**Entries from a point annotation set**
——

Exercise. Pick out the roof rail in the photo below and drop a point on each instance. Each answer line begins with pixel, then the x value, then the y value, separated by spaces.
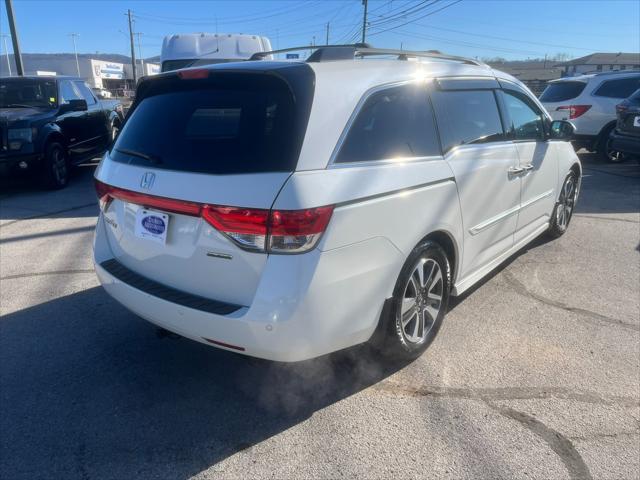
pixel 326 53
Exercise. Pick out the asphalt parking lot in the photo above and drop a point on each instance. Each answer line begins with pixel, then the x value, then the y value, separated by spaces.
pixel 535 373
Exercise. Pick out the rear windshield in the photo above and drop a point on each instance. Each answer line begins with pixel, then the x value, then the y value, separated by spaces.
pixel 561 91
pixel 241 126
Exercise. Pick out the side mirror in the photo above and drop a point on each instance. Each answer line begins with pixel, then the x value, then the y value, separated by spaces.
pixel 77 105
pixel 561 130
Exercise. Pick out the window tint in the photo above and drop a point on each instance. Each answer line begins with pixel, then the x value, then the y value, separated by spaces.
pixel 620 88
pixel 561 91
pixel 214 130
pixel 469 116
pixel 85 92
pixel 68 92
pixel 526 120
pixel 393 123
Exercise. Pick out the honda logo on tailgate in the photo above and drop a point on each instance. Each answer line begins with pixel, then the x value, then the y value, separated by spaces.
pixel 147 180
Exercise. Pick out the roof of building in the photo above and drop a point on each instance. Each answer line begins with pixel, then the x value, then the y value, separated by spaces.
pixel 606 59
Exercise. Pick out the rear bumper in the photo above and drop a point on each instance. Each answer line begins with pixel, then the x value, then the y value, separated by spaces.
pixel 628 144
pixel 305 305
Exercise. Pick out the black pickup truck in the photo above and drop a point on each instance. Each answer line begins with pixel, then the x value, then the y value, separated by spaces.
pixel 49 124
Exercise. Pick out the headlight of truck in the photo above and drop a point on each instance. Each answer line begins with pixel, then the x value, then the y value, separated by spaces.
pixel 18 136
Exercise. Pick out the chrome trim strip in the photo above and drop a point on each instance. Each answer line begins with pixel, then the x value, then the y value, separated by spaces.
pixel 507 213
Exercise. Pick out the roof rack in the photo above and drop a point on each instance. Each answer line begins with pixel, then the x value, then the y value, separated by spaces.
pixel 327 53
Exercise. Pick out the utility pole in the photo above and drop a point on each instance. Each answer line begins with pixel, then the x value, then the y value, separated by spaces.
pixel 75 50
pixel 17 56
pixel 140 54
pixel 6 52
pixel 364 20
pixel 133 50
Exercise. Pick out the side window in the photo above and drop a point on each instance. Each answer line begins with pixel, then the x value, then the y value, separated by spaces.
pixel 527 122
pixel 68 92
pixel 393 123
pixel 85 92
pixel 467 116
pixel 621 88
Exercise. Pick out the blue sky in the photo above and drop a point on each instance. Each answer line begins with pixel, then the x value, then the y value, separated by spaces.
pixel 513 29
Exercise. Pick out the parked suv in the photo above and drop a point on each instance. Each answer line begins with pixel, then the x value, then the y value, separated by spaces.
pixel 589 102
pixel 625 138
pixel 286 210
pixel 48 124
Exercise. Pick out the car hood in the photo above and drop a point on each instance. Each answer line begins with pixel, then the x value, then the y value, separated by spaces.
pixel 10 115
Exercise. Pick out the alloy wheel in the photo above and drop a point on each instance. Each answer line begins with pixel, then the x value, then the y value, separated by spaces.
pixel 422 300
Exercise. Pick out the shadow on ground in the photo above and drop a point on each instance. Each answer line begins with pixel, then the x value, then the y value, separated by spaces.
pixel 97 394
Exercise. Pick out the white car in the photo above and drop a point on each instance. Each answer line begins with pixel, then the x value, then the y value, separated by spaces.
pixel 589 103
pixel 285 210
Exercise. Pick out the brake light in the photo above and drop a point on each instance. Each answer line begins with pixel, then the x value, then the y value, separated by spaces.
pixel 261 230
pixel 575 110
pixel 295 231
pixel 193 74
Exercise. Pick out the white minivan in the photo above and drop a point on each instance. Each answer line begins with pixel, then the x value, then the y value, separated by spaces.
pixel 285 210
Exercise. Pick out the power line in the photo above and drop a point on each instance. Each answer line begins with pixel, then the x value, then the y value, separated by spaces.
pixel 419 18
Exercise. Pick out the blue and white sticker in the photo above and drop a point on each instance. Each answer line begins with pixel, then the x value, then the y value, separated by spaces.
pixel 152 225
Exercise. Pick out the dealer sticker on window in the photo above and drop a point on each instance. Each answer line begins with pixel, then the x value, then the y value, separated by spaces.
pixel 152 225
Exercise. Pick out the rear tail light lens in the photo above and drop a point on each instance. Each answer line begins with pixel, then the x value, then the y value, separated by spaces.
pixel 260 230
pixel 574 110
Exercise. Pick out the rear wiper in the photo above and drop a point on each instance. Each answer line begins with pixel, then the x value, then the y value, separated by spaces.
pixel 133 153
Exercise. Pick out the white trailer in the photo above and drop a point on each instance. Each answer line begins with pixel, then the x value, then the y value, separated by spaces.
pixel 191 49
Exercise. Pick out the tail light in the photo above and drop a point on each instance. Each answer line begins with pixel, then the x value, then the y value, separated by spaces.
pixel 574 110
pixel 260 230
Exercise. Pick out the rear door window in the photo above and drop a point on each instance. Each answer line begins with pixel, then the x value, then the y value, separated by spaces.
pixel 393 123
pixel 467 116
pixel 561 91
pixel 228 128
pixel 527 122
pixel 620 88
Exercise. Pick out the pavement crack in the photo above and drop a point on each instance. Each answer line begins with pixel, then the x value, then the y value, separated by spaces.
pixel 520 288
pixel 55 272
pixel 561 445
pixel 48 214
pixel 506 393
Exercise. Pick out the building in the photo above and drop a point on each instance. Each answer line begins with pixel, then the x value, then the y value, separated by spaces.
pixel 109 72
pixel 600 62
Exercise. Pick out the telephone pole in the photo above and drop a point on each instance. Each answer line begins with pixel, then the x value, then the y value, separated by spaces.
pixel 364 20
pixel 17 56
pixel 75 50
pixel 137 34
pixel 133 50
pixel 6 52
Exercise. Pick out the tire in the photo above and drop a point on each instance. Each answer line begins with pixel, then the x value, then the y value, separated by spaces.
pixel 563 211
pixel 604 149
pixel 55 167
pixel 418 306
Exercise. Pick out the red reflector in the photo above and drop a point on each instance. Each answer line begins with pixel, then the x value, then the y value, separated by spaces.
pixel 193 74
pixel 226 345
pixel 237 220
pixel 574 110
pixel 299 222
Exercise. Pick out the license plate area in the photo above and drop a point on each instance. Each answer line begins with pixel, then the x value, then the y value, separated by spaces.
pixel 151 225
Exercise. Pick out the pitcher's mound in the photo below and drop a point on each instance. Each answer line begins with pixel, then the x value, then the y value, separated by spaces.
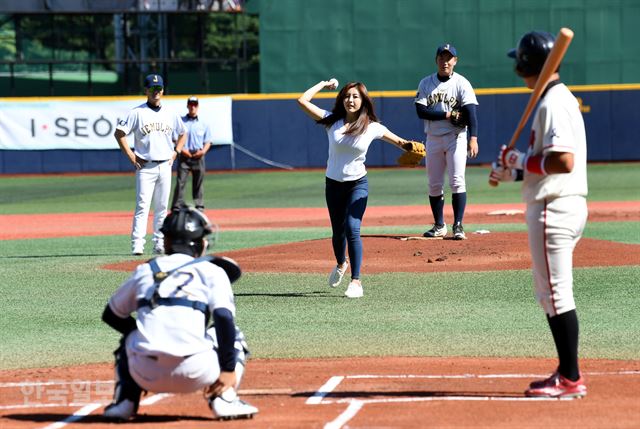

——

**INSTRUCTION**
Transcribe the lines of the records exactly, from the line containing "Exercise. Pick out the red" through the line containing "pixel 299 222", both lines included.

**EXERCISE OUTPUT**
Exercise. Pick out the red reflector in the photo above and drop a point on each instance. Each answer line begins with pixel, then the x value, then the y value, separated by spaces.
pixel 193 74
pixel 226 345
pixel 237 220
pixel 574 110
pixel 299 222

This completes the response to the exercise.